*Supplied text*
There’s growing skepticism about whether commercially prepared foods purchased off grocery shelves are good for you. In the last 18 months new studies have suggested serious problems with ingredients and products used in all stages of food preparation that are enough to scare the crap out of most people.
Industry players often debate what constitutes good science, with all parties pointing to studies supporting their own self-interests. Groups with economic power are able to persuade more people to their side than fringe groups — and none are guaranteed to represent good science, good conscience or even truth.
On May 17, 2010, The Boston Globe ran a story entitled Research Links Pesticides with ADHD in Children by Carla K. Johnson, an AP medical writer. According to a new study published by The Journal of Pediatrics, she writes, the higher the level of pesticides in children’s urine, the greater their chances of having ADHD — and 94 percent of the kids tested positive for pesticides. The study didn’t measure where the pesticides came from and recognized the source could include the food they ate, the air they breathed or pesticides used around the home. However, the article also quoted a 2008 Emory University study that found in children who switched to organically grown fruits and vegetables, urine levels of pesticide compounds dropped to undetectable or close to undetectable levels.

*Task 1*
Reproduce, word for word, the stretch of the article on food safety from "Industry players often" through "or even truth.".
*Task 2*
Using the article on food safety, answer the following:
(a) Over what period does it say new studies have suggested serious problems with food ingredients and products?
(b) Which groups does it say are able to persuade more people to their side than fringe groups?
(c) Which journal published the study linking pesticide levels in children's urine with ADHD?

*Given records*
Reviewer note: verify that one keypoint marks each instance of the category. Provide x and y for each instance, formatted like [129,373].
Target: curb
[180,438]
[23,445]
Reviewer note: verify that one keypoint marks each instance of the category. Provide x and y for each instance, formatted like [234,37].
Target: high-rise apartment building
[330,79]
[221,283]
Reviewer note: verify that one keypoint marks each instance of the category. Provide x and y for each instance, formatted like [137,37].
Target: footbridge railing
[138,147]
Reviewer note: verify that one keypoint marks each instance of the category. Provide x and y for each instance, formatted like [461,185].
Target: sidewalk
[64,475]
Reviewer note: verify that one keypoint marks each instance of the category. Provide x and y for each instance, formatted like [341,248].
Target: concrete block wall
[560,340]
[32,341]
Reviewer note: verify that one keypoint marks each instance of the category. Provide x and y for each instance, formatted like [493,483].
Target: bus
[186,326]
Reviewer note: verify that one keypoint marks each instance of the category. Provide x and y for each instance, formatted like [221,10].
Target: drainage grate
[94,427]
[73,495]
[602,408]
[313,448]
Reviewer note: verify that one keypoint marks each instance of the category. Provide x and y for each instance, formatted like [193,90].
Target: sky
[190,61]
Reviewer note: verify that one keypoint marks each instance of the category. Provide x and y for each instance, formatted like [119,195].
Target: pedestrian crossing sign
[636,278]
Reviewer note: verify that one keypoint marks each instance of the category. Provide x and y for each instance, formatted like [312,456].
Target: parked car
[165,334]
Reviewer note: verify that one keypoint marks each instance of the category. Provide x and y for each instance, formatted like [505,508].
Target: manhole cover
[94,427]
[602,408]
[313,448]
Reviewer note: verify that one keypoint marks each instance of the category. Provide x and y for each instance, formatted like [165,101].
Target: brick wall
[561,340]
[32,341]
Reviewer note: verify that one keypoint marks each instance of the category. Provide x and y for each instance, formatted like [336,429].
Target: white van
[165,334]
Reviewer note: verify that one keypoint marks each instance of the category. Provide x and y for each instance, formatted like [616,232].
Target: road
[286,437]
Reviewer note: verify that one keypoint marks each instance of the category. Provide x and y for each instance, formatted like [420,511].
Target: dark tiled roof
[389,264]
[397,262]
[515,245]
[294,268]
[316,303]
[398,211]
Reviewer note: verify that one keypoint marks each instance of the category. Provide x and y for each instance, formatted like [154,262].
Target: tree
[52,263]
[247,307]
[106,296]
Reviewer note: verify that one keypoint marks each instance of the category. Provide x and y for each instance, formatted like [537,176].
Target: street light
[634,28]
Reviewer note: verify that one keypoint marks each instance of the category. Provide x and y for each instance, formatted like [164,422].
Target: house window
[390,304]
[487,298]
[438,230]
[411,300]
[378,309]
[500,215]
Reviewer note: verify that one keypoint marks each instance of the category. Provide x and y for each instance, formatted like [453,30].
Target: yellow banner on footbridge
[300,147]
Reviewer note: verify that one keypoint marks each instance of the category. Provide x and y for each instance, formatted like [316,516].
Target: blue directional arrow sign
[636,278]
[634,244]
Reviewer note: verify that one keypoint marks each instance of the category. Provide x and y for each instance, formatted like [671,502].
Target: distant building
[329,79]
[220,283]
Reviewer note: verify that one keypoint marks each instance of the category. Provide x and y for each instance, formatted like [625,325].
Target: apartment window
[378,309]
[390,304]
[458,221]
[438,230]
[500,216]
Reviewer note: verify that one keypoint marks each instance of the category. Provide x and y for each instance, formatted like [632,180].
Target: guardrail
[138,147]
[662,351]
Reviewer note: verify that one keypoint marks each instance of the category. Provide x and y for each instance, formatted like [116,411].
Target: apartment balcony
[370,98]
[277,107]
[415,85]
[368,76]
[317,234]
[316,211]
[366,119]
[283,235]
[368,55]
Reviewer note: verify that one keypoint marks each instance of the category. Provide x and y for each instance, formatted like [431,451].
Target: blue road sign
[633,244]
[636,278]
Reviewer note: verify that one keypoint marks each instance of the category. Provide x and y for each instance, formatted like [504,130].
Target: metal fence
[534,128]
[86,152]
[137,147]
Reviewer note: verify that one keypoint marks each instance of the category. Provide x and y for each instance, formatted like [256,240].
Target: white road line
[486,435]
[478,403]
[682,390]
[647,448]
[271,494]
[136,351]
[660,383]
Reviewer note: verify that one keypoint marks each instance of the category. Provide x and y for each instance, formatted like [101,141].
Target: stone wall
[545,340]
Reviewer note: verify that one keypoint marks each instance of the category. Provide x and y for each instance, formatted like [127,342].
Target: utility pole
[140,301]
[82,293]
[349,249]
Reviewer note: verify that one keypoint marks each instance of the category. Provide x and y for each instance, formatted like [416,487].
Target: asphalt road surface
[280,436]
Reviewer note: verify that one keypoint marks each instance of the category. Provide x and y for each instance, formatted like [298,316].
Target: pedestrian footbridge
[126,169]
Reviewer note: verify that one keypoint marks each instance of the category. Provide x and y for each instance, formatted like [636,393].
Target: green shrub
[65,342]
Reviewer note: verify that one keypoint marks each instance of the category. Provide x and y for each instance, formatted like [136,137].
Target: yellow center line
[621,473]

*Written reply 1*
Industry players often debate what constitutes good science, with all parties pointing to studies supporting their own self-interests. Groups with economic power are able to persuade more people to their side than fringe groups — and none are guaranteed to represent good science, good conscience or even truth.

*Written reply 2*
(a) The last 18 months.
(b) Groups with economic power.
(c) The Journal of Pediatrics.